- TEXT FOR ANALYSIS:
☆ ☆ ☆

What do tenants want?
Gopalakrishnan says it is important to note that any changes or modifications made to the HVAC system without the landlord's consent could be considered a breach of the tenancy agreement. “Therefore, the landlord may have the right to take legal action against the tenant,” he says. “However, by creating and maintaining beneficial stakeholder relationships and working with community management and landlords, many challenges can be overcome and often avoided.”
In the event that the relationship between landlord and owner is too fragmented, tenants often find themselves on the losing end, says Eva who has had to face a cumbersome legal battle with her old landlord. “We told him that we would not pay him in advance if he didn’t fulfil their side of the bargain of fixing the issues such as the black mould,” she says, “He was furious, and he took us to local court. It’s so stressful because you’re only asking for the basics.” Even if landlords make an effort, Eva says, tenants don’t have power over the quality of maintenance. “Many of them choose maintenance people they send based on cost, not on the quality,” she says. “They work with the cheapest guys, not real tradesmen.”
Currently, Eva says that she does not feel there is an existing body she can go to mediate the problems she has faced. “Many people have a problem with their landlords and lack of clarity on what rights they are afforded, and there are those that fight back that find themselves being evicted because landlords know they can always find someone else to rent,” she says. “RERA is responsible for ensuring they enforce aspects of the rent, but there isn’t a particular body you can go to if you have a query or difficulty about something related to maintenance of buildings.” Eva hopes that one day there could be an official body they could go to if landlords are not doing their part in the case of repairs.

☆ ☆ ☆

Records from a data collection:

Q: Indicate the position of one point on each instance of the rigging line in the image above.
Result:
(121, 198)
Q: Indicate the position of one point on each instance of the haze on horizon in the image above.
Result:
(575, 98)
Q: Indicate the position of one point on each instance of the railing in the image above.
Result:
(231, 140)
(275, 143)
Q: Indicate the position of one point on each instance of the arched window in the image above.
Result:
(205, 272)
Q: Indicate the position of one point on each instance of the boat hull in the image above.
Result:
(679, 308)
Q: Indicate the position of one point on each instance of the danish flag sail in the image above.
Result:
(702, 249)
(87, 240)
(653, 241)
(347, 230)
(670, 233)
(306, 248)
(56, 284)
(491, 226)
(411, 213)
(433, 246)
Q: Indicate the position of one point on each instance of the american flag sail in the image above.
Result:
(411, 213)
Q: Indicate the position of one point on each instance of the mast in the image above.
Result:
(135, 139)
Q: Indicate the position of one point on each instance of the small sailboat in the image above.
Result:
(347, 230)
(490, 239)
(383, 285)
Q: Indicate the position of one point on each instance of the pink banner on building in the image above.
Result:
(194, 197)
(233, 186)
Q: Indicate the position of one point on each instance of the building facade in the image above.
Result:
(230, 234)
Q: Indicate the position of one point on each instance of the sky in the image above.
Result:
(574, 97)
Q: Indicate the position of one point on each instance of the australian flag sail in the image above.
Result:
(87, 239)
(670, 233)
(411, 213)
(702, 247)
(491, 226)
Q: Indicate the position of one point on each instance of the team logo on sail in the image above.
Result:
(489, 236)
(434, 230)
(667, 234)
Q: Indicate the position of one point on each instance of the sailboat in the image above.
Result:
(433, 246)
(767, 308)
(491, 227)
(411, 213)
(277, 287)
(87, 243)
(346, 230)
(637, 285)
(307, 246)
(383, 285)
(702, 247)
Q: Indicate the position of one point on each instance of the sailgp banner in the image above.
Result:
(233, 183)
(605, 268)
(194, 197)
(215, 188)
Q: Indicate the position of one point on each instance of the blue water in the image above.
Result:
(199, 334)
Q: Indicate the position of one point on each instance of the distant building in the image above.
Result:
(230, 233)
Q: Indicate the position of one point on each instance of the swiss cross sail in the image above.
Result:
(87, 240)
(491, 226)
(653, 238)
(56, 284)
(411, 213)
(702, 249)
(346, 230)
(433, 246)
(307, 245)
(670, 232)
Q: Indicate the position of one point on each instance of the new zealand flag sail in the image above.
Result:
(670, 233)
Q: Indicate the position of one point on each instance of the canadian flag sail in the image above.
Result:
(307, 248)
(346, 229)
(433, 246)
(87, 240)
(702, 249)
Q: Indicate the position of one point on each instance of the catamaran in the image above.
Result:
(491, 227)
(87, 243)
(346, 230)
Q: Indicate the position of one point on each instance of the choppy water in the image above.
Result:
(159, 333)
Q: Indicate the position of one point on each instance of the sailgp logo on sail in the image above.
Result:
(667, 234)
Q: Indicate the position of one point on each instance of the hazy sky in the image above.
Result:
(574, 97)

☆ ☆ ☆

- DIRECTIONS:
1. Give the first three words of every passage set in double quotation marks in the article on tenants and landlords, in the order they appear.
2. Please write a continuation of the article on tenants and landlords, starting after its final sentence.
These lines are separate material and are not part of the article on tenants and landlords.

- ANSWERS BY TASK:
1.
Therefore, the landlord
However, by creating
We told him
He was furious
Many of them
They work with
Many people have
RERA is responsible

2.
For Markus Lattner, Managing Director of Eurovent Middle East, these accounts demonstrate the critical role of quality products and skilled technicians. “Many times, manufacturers, brands, are blamed for bad user experience, while the problem solely comes from bad installation and cheap, unskilled labour.” He underlines the need for better requirements, driven either by market mechanisms, regulatory intervention, or both. “We need minimum qualification requirements throughout the supply and value chain.”
Lattner stresses, “Bad user experience is ultimately a different indication that HVAC systems don’t work as projected, and that always means that we waste a lot of energy, people’s energy in fighting bad installation and significant amounts of electricity. It's time to clarify responsibilities. Energy certificates for buildings, minimum qualification requirements for technicians, and a code of conduct for FM companies are examples of tools that can be used by authorities in their efforts to cultivate more sustainable processes.”